> _Problem statement_: Retype the whole listing below precisely.

---

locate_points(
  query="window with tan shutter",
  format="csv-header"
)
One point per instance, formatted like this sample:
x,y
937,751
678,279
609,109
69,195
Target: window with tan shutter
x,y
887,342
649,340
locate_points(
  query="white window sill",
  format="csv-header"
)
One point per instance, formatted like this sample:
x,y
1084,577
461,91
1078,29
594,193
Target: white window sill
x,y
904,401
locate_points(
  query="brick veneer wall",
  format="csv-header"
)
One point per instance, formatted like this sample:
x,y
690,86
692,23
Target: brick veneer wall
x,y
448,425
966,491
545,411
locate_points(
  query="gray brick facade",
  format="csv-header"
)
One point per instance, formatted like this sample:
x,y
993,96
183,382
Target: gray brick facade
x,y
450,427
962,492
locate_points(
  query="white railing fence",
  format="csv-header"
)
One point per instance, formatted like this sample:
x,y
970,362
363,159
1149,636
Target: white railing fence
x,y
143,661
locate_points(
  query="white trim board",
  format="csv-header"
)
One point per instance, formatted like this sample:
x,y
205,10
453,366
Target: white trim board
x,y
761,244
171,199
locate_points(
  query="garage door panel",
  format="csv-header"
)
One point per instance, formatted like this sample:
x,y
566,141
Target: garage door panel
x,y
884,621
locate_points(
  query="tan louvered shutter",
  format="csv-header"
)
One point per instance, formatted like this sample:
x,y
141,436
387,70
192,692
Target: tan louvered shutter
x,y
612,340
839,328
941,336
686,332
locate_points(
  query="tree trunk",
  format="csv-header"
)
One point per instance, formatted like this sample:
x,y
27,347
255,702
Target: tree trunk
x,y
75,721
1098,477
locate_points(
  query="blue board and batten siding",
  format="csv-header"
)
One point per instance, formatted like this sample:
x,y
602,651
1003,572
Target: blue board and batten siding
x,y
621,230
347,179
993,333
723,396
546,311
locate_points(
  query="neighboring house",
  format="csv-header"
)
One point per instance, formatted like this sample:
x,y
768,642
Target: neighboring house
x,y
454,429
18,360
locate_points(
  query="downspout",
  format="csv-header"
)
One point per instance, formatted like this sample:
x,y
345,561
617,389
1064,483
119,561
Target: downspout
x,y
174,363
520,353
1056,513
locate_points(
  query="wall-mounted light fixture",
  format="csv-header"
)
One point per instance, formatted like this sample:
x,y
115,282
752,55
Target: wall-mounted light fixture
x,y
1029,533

---

> _Answer space_:
locate_points(
  query="window with tan shutter",
  format="csv-header"
)
One point per instance, formatted like this sample:
x,y
937,751
678,279
609,109
69,195
Target: window with tan shutter
x,y
887,342
649,340
locate_points(
  query="white window sill",
  format="csv-header"
)
One point per instance, formatted like this sample:
x,y
1084,577
461,91
1078,29
594,193
Target: white window sill
x,y
904,401
locate_points(
  query="brick veneer wall",
  format="csv-header"
)
One point per instance, formatted like this sample:
x,y
690,86
692,23
Target: brick veneer wall
x,y
448,425
966,491
545,411
locate_points(
  query="gray brick facade",
  format="csv-header"
)
One point per instance, formatted like this sample:
x,y
993,96
183,382
Target: gray brick facade
x,y
450,427
962,492
locate_points(
  query="white railing fence",
  format="csv-header"
)
One point per instance, formatted like this sample:
x,y
970,362
363,159
1149,636
Target: white railing fence
x,y
143,661
locate_points(
  query="white trim board",
  format="csv-header"
)
One point per instance, formatted like this sample:
x,y
205,10
453,366
Target: white trim board
x,y
761,244
171,199
locate_points(
  query="garage door panel",
  format="csv-header"
)
One point per instance, formatted like this sample:
x,y
566,141
Target: garage door panel
x,y
884,621
locate_points(
  query="tan louvered shutter",
  format="csv-header"
)
One point per instance, formatted like this sample:
x,y
141,436
387,70
192,692
Target: tan louvered shutter
x,y
612,340
839,328
941,336
686,332
locate_points(
  query="tree trunk",
  format="csv-header"
)
One point per instance, formatted like this sample:
x,y
27,347
255,702
Target: tree trunk
x,y
75,721
1098,477
locate_points(
  query="blue board and batten siding",
  format="csv-header"
)
One point per instance, formatted like this sample:
x,y
602,651
1003,572
Target: blue board and batten siding
x,y
621,230
347,179
993,333
723,396
546,311
locate_points(
  query="neighboring house",
  format="csv-header"
)
One point per instance, formatted like this sample:
x,y
768,642
Target: neighboring house
x,y
454,429
18,360
locate_points(
  query="downspout",
  format="csv-header"
)
One point per instance, formatted like this sample:
x,y
345,561
617,389
1064,483
119,561
Target: downspout
x,y
174,363
520,353
1056,513
locate_points(
  query="wall-mounted light fixture",
  format="csv-header"
)
One point per instance, formatted like this sample:
x,y
115,282
752,55
Target: wall-mounted light fixture
x,y
1029,533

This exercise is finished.